Provided passage:
--- start ---

Apart from the skydome, this scene also contains several other practical light sources, such as the lamp’s bulb, the MacBook Pro’s screen, and the MacBook Pro’s glowing Apple logo on the back of the screen (which isn’t even visible to camera, but is still enabled since it provides a tiny amount of light against the back wall!). In addition to choosing where on a single light to sample, choosing which light to sample is also an extremely important and difficult problem. Until this rendering this scene, I hadn’t really put any effort into efficiently selecting which light to sample. Most of my focus has been on the integration part of light transport, so Takua’s light selection has just been uniform random selection. Uniform random selection is terrible for scenes that contain multiple lights with highly varying emission between different lights, which is absolutely the case for this scene. Like any other importance sampling problem, the ideal solution is to send rays towards lights with a probability proportional to the amount of illumination we expect each light to contribute to each ray origin point.

I implemented a light selection strategy where the probability of selecting each light is weighted by the total emitted power of each light; essentially this boils down to estimating the total emitted power of each light according to the light’s surface texture and emission function, building a CDF across all of the lights using the total emission estimates, and then using standard CDF inversion sampling to pick lights. This strategy works significantly better than uniform random selection and made a huge difference in render speed for this scene, as seen in Figures 2 through 4. Figure 2 uses uniform random light selection with 128 spp; note how the area lit by the wall-mounted lamp is well sampled, but the image overall is really noisy. Figure 3 uses power-weighted light selection with the same spp as Figure 2; the lamp area is more noisy than in Figure 2, but the render is less noisy overall. Notably, Figure 3 also took a third of the time compared to Figure 2 for the same sample count; this is because in this scene, sending rays towards the lamp is significantly more expensive due to heavier geometry than sending rays towards the sun, even when rays towards the sun get occluded by the walls. Figure 4 uses power-weighted light selection again, but is equal-time to Figure 2 instead of equal-spp; note the significant noise reduction:

Figure 2: The same frame from Figure 1, 128 spp using uniform random light selection. Average pixel RMSE compared to Figure 1: 0.439952.

Figure 3: Power-weighted light selection, with equal spp to Figure 2. Average pixel RMSE compared to Figure 1: 0.371441.

Figure 4: Power-weighted light selection again, but this time with equal time instead of equal spp to Figure 2. Average pixel RMSE compared to Figure 1: 0.315465.

Figure 5: Zoomed crops of Figures 2 through 4. From left to right: uniform random sampling, equal sample power-weighted sampling, and equal time power-weighted sampling.

However, power-weighted light selection still is not even close to being the most optimal technique possible; this technique completely ignores occlusion and distance, which are extremely important. Unfortunately, because occlusion and distance to each light varies for each point in space, creating a light selection strategy that takes occlusion and distance into account is extremely difficult and is a subject of continued research in the field. In Hyperion, we use a cache point system, which we described on page 97 of our SIGGRAPH 2017 Production Volume Rendering course notes. Other published research on the topic includes Practical Path Guiding for Efficient Light-Transport Simulation by Muller et al, On-line Learning of Parametric Mixture Models for Light Transport Simulation by Vorba et al, Product Importance Sampling for Light Transport Path Guiding by Herholz et al, Learning Light Transport the Reinforced Way by Dahm et al, and more. At some point in the future I’ll revisit this topic.

--- end ---

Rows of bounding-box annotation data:
--- start ---

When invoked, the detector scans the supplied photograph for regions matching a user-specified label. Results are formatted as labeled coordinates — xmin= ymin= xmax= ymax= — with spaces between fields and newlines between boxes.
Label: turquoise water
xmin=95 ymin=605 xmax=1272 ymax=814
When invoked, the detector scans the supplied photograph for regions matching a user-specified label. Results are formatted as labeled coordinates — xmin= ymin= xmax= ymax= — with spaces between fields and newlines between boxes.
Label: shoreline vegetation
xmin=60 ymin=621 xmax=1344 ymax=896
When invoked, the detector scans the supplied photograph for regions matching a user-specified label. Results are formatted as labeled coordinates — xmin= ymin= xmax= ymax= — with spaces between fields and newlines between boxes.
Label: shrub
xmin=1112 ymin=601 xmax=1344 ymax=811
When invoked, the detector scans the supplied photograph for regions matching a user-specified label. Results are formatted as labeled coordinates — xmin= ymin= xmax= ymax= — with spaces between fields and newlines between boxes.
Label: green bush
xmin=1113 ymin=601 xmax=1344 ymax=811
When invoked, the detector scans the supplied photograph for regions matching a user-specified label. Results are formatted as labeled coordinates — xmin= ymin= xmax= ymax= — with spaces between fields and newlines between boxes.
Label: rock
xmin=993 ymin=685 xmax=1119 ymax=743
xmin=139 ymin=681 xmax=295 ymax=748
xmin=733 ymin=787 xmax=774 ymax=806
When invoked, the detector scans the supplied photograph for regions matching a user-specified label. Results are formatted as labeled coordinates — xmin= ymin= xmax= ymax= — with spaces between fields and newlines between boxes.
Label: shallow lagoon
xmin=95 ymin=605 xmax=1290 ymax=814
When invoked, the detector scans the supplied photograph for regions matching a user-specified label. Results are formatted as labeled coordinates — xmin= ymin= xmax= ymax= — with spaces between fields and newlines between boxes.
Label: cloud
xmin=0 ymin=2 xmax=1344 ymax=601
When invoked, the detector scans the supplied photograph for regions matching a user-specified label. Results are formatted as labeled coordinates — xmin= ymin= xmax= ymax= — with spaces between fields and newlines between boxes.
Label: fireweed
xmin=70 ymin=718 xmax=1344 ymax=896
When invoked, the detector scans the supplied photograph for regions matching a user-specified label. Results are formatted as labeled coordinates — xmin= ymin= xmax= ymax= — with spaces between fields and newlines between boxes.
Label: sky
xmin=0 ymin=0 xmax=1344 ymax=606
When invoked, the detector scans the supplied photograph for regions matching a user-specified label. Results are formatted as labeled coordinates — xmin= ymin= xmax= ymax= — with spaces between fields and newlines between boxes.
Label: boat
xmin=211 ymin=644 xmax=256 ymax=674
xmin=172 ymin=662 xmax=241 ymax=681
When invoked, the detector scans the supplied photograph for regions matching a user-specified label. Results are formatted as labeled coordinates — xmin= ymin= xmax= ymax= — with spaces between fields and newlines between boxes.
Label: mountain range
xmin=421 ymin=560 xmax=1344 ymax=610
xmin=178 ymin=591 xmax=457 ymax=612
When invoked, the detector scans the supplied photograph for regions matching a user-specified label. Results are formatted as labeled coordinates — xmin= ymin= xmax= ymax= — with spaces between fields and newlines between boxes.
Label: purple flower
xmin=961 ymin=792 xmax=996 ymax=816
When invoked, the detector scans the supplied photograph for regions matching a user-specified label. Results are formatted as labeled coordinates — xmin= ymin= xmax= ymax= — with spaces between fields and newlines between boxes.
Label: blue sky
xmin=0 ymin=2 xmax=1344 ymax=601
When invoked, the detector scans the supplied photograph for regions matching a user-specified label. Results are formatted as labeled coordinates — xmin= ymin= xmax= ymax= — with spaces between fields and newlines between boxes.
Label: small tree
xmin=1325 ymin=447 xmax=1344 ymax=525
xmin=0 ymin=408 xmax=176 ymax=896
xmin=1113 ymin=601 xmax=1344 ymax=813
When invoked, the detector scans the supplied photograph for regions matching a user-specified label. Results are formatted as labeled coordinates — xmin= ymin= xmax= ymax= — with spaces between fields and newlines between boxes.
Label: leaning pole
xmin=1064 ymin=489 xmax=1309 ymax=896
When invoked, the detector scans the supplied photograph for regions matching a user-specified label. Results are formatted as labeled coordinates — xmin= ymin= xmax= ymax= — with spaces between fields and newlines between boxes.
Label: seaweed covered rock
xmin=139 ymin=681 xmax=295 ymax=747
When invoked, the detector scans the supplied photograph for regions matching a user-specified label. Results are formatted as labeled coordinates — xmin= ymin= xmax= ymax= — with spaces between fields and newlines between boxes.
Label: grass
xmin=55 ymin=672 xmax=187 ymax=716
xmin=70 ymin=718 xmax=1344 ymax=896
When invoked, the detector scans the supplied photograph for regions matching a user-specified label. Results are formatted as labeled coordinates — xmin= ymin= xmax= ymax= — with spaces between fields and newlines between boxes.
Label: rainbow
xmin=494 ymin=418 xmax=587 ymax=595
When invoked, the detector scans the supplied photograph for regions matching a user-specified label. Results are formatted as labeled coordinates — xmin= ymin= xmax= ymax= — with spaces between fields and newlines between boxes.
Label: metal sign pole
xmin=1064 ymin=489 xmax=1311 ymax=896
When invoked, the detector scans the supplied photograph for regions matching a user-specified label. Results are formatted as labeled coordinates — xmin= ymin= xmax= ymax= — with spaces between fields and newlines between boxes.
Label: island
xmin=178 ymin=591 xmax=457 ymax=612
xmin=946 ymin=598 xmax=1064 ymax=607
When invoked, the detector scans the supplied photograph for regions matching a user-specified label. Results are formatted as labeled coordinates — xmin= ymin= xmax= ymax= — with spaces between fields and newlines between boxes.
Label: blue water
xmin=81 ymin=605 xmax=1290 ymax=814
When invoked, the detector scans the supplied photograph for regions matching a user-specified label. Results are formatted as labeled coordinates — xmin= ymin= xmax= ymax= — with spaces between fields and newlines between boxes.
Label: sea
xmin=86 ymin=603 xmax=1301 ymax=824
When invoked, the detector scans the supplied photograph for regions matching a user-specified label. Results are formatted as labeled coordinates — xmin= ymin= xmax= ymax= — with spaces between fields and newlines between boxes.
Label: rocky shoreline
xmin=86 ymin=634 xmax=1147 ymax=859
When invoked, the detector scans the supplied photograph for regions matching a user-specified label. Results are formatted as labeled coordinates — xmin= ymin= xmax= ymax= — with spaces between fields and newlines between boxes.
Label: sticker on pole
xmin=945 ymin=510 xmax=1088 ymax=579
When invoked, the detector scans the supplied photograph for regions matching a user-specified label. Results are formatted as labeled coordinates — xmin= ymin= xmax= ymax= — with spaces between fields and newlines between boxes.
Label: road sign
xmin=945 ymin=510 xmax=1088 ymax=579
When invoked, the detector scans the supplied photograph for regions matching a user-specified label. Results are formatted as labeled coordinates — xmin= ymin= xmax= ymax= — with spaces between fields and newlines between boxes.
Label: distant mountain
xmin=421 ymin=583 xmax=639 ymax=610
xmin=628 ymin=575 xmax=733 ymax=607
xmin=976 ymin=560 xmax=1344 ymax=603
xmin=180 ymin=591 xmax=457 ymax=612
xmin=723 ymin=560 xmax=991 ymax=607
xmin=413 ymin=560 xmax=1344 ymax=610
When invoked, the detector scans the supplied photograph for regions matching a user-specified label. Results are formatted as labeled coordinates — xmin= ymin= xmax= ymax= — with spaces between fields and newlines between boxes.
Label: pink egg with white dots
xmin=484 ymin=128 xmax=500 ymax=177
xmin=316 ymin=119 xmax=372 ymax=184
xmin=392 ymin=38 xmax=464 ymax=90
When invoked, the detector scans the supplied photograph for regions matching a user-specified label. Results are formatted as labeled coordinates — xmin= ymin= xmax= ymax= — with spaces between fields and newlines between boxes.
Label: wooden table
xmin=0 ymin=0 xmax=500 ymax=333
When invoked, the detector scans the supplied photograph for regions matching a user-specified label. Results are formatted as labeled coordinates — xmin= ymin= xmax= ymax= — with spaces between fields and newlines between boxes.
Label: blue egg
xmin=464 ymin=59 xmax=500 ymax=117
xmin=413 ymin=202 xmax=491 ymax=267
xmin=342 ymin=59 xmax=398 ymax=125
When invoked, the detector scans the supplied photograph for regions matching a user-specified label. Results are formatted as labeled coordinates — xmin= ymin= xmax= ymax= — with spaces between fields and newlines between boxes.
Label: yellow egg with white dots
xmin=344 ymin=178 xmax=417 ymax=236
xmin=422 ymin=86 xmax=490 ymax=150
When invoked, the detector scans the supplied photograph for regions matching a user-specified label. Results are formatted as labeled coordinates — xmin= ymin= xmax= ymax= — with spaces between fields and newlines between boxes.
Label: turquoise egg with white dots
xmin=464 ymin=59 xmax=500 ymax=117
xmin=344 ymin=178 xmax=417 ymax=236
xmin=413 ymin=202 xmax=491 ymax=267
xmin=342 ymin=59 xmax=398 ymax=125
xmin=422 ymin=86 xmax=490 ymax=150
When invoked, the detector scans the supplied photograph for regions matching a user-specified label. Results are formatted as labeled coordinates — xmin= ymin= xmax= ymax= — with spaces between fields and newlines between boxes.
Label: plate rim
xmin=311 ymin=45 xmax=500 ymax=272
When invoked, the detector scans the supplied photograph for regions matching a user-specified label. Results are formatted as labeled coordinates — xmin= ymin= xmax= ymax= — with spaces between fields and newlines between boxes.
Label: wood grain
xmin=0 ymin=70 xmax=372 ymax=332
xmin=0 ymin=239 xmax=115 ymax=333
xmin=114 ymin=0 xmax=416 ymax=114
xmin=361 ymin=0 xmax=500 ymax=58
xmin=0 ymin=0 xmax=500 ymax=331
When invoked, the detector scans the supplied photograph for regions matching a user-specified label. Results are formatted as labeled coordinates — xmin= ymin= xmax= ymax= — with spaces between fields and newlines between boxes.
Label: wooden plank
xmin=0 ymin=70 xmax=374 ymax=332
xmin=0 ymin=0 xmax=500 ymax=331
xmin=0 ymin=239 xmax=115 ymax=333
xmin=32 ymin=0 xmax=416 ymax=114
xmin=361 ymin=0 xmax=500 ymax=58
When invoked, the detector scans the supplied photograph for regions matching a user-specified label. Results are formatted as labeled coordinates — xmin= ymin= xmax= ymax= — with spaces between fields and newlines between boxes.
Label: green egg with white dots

--- end ---

Objective:
Reproduce the light-selection passage word for word, from "Figure 5: Zoomed" to "time power-weighted sampling.". The records are not required for this work.

Answer to this exercise:
Figure 5: Zoomed crops of Figures 2 through 4. From left to right: uniform random sampling, equal sample power-weighted sampling, and equal time power-weighted sampling.